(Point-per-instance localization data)
Content starts
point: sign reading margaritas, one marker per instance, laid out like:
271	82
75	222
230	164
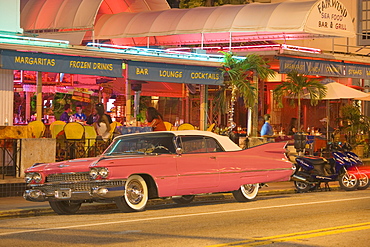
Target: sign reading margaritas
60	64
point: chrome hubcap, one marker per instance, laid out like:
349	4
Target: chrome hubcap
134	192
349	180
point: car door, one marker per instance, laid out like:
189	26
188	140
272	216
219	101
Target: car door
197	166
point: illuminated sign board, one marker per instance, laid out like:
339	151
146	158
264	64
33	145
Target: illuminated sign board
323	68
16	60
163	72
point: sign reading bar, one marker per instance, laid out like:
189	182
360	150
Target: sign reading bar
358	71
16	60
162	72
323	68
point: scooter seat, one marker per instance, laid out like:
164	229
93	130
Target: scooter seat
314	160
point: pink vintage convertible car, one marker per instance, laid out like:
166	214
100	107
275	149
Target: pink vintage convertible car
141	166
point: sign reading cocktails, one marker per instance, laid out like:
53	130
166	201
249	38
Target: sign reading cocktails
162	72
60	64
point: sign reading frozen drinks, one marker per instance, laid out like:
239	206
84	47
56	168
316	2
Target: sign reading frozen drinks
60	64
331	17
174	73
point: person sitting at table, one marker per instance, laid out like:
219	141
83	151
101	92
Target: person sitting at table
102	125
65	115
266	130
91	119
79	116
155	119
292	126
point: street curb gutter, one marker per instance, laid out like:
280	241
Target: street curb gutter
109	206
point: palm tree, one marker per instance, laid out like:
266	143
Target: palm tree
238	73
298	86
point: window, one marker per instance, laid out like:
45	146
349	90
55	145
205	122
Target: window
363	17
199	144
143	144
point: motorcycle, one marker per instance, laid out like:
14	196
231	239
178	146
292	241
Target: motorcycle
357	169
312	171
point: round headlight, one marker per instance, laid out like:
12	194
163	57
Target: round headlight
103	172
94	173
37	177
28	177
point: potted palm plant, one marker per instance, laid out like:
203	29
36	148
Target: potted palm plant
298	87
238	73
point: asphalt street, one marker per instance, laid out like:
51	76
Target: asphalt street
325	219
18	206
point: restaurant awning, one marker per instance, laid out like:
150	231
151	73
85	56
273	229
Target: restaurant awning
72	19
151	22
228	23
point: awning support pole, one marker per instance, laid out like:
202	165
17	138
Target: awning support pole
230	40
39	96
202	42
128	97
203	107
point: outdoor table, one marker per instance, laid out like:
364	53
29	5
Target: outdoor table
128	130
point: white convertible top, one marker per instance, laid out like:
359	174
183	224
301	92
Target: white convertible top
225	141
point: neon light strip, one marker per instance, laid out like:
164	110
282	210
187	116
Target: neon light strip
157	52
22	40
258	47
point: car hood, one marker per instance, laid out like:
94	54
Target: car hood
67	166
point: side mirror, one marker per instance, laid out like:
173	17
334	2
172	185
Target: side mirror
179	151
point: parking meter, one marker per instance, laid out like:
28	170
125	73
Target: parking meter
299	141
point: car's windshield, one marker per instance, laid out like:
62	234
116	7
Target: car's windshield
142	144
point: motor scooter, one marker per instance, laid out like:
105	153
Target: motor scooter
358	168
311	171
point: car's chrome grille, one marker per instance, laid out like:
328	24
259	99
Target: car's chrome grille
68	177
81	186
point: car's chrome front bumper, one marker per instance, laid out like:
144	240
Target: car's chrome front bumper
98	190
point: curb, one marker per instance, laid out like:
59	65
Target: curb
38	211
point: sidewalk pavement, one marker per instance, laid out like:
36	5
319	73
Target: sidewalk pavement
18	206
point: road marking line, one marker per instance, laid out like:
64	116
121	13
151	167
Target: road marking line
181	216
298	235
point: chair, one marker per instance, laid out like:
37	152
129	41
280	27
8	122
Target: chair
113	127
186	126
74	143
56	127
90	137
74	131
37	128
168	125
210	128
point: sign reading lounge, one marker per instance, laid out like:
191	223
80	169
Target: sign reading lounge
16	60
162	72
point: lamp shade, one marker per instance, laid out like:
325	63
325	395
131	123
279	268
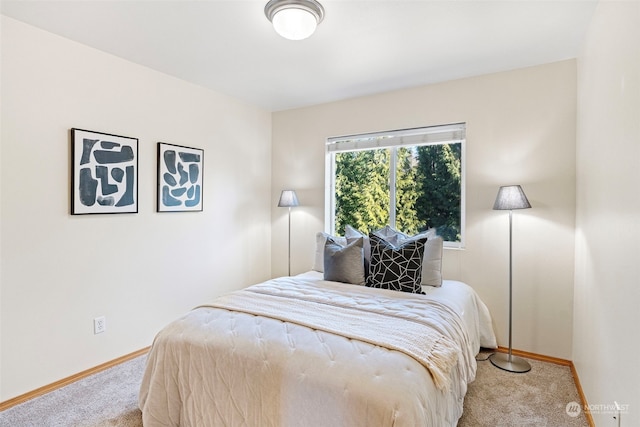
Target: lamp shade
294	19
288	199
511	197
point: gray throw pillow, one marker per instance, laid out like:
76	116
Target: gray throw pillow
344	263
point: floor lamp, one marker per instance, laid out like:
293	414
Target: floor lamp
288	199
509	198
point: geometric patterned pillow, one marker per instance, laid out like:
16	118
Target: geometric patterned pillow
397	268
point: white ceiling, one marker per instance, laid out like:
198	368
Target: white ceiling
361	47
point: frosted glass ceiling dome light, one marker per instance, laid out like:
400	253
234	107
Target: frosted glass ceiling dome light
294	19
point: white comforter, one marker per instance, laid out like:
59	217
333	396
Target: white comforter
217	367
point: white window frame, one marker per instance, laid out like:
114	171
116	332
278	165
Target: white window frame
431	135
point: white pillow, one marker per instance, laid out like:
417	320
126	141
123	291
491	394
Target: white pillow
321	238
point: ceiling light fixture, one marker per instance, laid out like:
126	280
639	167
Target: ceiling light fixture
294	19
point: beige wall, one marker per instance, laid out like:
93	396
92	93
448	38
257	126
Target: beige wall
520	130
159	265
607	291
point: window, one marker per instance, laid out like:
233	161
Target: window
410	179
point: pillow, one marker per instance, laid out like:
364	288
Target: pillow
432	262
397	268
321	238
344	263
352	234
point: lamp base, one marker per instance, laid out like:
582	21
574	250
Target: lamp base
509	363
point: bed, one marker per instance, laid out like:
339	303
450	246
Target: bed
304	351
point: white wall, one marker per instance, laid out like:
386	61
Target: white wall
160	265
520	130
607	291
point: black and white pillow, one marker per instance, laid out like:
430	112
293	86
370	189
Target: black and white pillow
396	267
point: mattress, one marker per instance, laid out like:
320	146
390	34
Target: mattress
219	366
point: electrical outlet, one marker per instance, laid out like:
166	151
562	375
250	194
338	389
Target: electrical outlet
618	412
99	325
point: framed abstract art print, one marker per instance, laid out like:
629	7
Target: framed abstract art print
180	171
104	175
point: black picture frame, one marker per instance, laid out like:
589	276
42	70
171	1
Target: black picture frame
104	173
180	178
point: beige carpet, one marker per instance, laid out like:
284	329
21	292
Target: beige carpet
Content ends
## Task statement
Pictures stay out; copy every entry above exactly.

## Task output
point: sign reading margaritas, one marker per instance, laid out like:
271	82
75	222
230	164
Target: sign reading margaritas
60	64
point: chrome hubcap, one marker per instance, laid out like:
349	4
Target: chrome hubcap
134	192
349	180
point: car door, one marker per instance, laid out like:
189	26
188	140
272	216
219	101
Target: car door
197	166
point: illuminated sign board, one marker per instance, laid out like:
339	151
146	158
264	64
33	145
Target: illuminated sign board
323	68
16	60
163	72
point: sign reading bar, one marker per instance, laid out like:
189	182
360	150
Target: sign reading bar
358	71
16	60
162	72
323	68
point: scooter seat, one marker per instance, laid out like:
164	229
93	130
Target: scooter seat
314	160
point: pink vintage convertible car, one marker per instance, laid out like:
166	214
100	107
275	149
Target: pink vintage convertible car
141	166
point: sign reading cocktails, one marker per instance, laid out like:
53	130
166	201
249	38
Target: sign reading cocktails
162	72
60	64
point: sign reading frozen drinks, one marker per instance, laid out like:
239	206
84	47
56	168
316	2
Target: sign reading frozen drinks
60	64
331	17
174	73
point: person sitting at table, one marker per instance, laid out like:
219	141
83	151
101	92
Target: person sitting at table
102	125
65	115
266	130
91	119
79	116
155	119
292	126
point: street curb gutter, one marker per instance, laid out like:
280	241
Target: street curb gutter
109	206
point: palm tree, one marker per instance, laid out like:
266	143
Target: palm tree
238	73
298	86
point: window, one marker per instance, laid out like:
45	146
349	90
55	145
205	122
Target: window
363	17
199	144
143	144
point: motorcycle, one marker per instance, laid out like:
14	196
231	239
178	146
292	241
Target: motorcycle
357	169
312	171
point: round headlight, one marker per instance, laid out like:
12	194
163	57
Target: round headlight
103	172
94	173
37	177
28	177
point: potted palm plant, one marker per instance, laid out like:
203	29
36	148
Target: potted palm plant
298	87
238	73
point: asphalt street, one marker per instance, laid out like:
51	76
Target: asphalt street
325	219
18	206
point: restaurant awning, one marker per instance, laid out like:
150	231
151	73
85	56
273	229
Target: restaurant awning
72	19
151	22
228	23
point: awning support pole, one marker per instance, laid out like:
202	165
17	138
Target: awning support pole
230	40
39	96
202	42
128	97
203	107
point: outdoor table, one marker per instance, laid out like:
364	53
29	5
Target: outdoor table
128	130
point: white convertible top, one marker per instance, laid out like:
359	174
183	224
301	92
Target: white convertible top
225	141
point: neon light strip, one marker per instance, laid out like:
164	110
282	210
187	116
Target: neon light strip
157	52
22	40
258	47
point: car hood, one marker per instance, laid out like:
94	54
Target: car hood
67	166
point: side mirror, one marker per instance, laid out like:
173	17
334	2
172	185
Target: side mirror
179	151
point: parking meter, one marker per instance, laid out like:
28	170
125	73
Target: parking meter
299	141
point: car's windshield, one marker per instance, laid out like:
62	234
116	7
Target: car's windshield
142	144
point: motor scooter, one marker per instance, laid out like:
105	153
Target: motor scooter
358	168
311	171
point: car's chrome grille, one marker per instance, laid out like:
328	24
259	99
Target: car's chrome grille
68	177
81	186
point: car's chrome front bumper, one marker per instance, laid out like:
144	240
Target: car's chrome front bumper
98	190
point: curb, one marker per instance, laid out like:
59	65
Target: curb
38	211
point: sidewalk pavement, one marker per instance, laid out like:
36	5
319	73
Target: sidewalk pavement
18	206
point: road marking line, one marker per instance, laid out like:
64	116
121	13
151	167
Target: road marking line
181	216
298	235
point: chair, one marker per instance, laid out like:
37	152
129	41
280	27
8	122
Target: chair
113	127
186	126
74	143
56	127
90	137
74	131
37	128
168	125
210	128
point: sign reading lounge, one marker per instance, laid out like:
191	223
80	169
Target: sign reading lounge
16	60
162	72
point: lamp shade, one marker per instance, laid out like:
325	63
325	395
131	123
279	268
Target: lamp shade
294	19
288	199
511	197
point: gray throw pillow, one marker per instance, laid out like:
76	116
Target: gray throw pillow
344	263
point: floor lamp, one marker per instance, laid out like:
293	414
Target: floor lamp
288	199
509	198
point: geometric patterned pillow, one marker per instance, laid out like:
16	118
Target: geometric patterned pillow
397	268
point: white ceiling, one marker per instance, laid out like:
198	368
Target: white ceiling
361	47
point: frosted glass ceiling dome light, one marker per instance, laid out like:
400	253
234	107
Target: frosted glass ceiling dome light
294	19
point: white comforter, one marker per instance, laid out like:
59	217
333	396
Target: white comforter
217	367
point: white window frame, one marker per instance, laid out like:
114	171
116	332
278	165
Target: white window frame
431	135
point: white pillow, one marker per instance, laid out like:
417	320
126	141
123	291
491	394
Target: white pillow
321	238
point: ceiling light fixture, one marker per instance, laid out like:
126	280
639	167
Target: ceiling light fixture
294	19
point: beige wall, one marker per instance, laid out like:
93	396
92	93
448	38
257	126
Target: beige wall
520	130
159	265
607	291
point: window, one marker per instance, laid out like:
233	161
Target: window
410	179
point: pillow, one marker per instance, laid out like:
364	288
Target: pillow
432	262
397	268
321	238
344	263
352	234
point: lamp base, one marker per instance, laid out like:
582	21
574	250
Target: lamp base
509	363
point: bed, one marker per instance, laid out like:
339	303
450	246
Target: bed
304	351
point: white wall, one marker per instance, laid out like:
386	61
Target: white wall
160	265
520	130
607	291
point: black and white pillow, one marker per instance, laid out like:
430	112
293	86
370	189
Target: black and white pillow
396	267
point: mattress, one marker per instance, laid out like:
320	146
390	34
Target: mattress
219	366
point: electrical outlet, one marker per instance, laid out like:
166	151
562	375
250	194
338	389
Target: electrical outlet
618	412
99	325
point: framed abstract art print, one marker per instance, laid out like:
629	7
Target: framed abstract art print
180	171
104	175
point: black picture frame, one marker per instance, laid out like:
589	276
42	70
171	1
Target: black picture frame
104	173
180	178
point: beige carpet, one marker per instance, laid out like:
284	329
21	292
Target: beige carpet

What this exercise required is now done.